§ **Exercise instructions**
After finding the line with "Target: black wing feather" in the data below, set down exactly each line through the one with "Target: sony camera body", inclusive, and stop there.

*** Opening of Material for this task ***

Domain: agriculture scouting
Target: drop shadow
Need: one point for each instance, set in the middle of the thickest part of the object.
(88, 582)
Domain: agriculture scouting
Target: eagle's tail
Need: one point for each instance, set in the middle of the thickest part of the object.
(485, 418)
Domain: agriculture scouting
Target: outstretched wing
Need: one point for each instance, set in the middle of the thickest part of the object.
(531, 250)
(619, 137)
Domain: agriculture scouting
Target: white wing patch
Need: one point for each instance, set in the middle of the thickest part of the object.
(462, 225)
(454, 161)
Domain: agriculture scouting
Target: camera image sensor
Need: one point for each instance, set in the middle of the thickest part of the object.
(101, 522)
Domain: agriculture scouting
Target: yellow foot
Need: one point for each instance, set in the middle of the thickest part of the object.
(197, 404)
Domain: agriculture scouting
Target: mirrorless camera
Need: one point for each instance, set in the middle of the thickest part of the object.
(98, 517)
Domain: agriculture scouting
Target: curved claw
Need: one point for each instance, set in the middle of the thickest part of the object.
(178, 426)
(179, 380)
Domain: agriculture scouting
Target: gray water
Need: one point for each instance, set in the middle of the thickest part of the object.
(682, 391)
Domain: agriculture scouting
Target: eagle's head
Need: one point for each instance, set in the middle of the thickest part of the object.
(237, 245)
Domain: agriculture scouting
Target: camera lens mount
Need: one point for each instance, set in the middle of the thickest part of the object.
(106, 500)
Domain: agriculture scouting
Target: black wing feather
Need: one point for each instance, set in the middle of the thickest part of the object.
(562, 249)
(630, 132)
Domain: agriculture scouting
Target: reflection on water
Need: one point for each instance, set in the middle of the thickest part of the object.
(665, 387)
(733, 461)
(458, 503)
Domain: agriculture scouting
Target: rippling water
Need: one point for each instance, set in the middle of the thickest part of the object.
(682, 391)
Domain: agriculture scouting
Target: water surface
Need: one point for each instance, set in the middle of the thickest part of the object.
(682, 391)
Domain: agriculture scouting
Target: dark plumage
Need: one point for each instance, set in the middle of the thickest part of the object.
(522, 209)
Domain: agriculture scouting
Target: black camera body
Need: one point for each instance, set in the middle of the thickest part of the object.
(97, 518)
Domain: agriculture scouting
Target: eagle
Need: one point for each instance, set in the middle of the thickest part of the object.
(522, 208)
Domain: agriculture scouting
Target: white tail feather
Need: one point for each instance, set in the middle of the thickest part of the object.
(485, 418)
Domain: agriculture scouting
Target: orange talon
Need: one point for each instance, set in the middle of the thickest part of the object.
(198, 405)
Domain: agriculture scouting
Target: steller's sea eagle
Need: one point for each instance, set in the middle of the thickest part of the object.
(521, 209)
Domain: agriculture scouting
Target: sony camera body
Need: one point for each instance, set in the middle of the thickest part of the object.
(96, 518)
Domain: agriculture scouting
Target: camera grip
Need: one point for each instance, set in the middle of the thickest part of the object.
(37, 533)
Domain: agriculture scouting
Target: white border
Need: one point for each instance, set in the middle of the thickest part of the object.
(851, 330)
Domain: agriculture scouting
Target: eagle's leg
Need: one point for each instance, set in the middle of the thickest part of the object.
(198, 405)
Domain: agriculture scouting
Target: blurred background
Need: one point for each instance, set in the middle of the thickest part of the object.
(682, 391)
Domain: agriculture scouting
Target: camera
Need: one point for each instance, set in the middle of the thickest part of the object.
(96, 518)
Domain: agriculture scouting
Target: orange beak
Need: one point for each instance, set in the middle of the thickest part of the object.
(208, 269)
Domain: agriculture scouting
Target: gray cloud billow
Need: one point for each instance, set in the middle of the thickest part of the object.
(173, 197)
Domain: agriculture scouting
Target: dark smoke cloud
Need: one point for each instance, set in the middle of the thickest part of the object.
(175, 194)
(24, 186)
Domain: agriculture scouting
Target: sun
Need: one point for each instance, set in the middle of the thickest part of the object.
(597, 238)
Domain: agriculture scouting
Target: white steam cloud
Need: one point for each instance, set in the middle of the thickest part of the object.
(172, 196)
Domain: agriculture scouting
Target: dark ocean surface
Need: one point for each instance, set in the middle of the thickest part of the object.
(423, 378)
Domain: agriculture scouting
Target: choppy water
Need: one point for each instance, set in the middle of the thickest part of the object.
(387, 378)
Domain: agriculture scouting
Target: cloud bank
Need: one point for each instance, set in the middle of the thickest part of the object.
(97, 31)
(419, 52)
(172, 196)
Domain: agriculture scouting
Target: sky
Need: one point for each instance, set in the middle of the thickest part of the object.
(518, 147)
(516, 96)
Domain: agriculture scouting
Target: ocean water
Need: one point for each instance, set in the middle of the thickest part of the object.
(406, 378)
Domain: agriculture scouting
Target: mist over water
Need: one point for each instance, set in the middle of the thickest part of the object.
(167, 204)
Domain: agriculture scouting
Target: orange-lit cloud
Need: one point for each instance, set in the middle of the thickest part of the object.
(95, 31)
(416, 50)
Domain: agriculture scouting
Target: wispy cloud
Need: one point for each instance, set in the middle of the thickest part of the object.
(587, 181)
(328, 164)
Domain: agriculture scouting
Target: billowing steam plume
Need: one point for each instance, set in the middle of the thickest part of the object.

*** Close of Material for this task ***

§ **Answer box**
Target: black wing feather
Need: one point for each instance, set in the middle of the thickest part of the object.
(562, 249)
(630, 132)
Domain: agriculture scouting
Target: reflection on water
Need: one point for each instance, set in the middle of the thickest part of the object.
(665, 387)
(733, 461)
(458, 503)
Domain: agriculture scouting
Target: rippling water
Need: one point for each instance, set in the middle of the thickest part of the object.
(682, 391)
Domain: agriculture scouting
Target: water surface
Need: one point for each instance, set in the middle of the thickest part of the object.
(682, 391)
Domain: agriculture scouting
Target: dark plumage
Need: one point for each instance, set in the middle of the thickest part of the object.
(522, 209)
Domain: agriculture scouting
Target: black camera body
Need: one point for each instance, set in the middle of the thickest part of the object.
(97, 518)
Domain: agriculture scouting
Target: eagle
Need: one point for each instance, set in the middle of the thickest part of the object.
(522, 208)
Domain: agriculture scouting
Target: white tail feather
Need: one point for each instance, set in the middle of the thickest part of the object.
(485, 418)
Domain: agriculture scouting
Target: orange talon
Need: one point for each instance, set in the middle of the thickest part of the object.
(198, 405)
Domain: agriculture scouting
Target: steller's sea eagle
Need: one point for each instance, set in the middle of the thickest part of the object.
(521, 209)
Domain: agriculture scouting
Target: sony camera body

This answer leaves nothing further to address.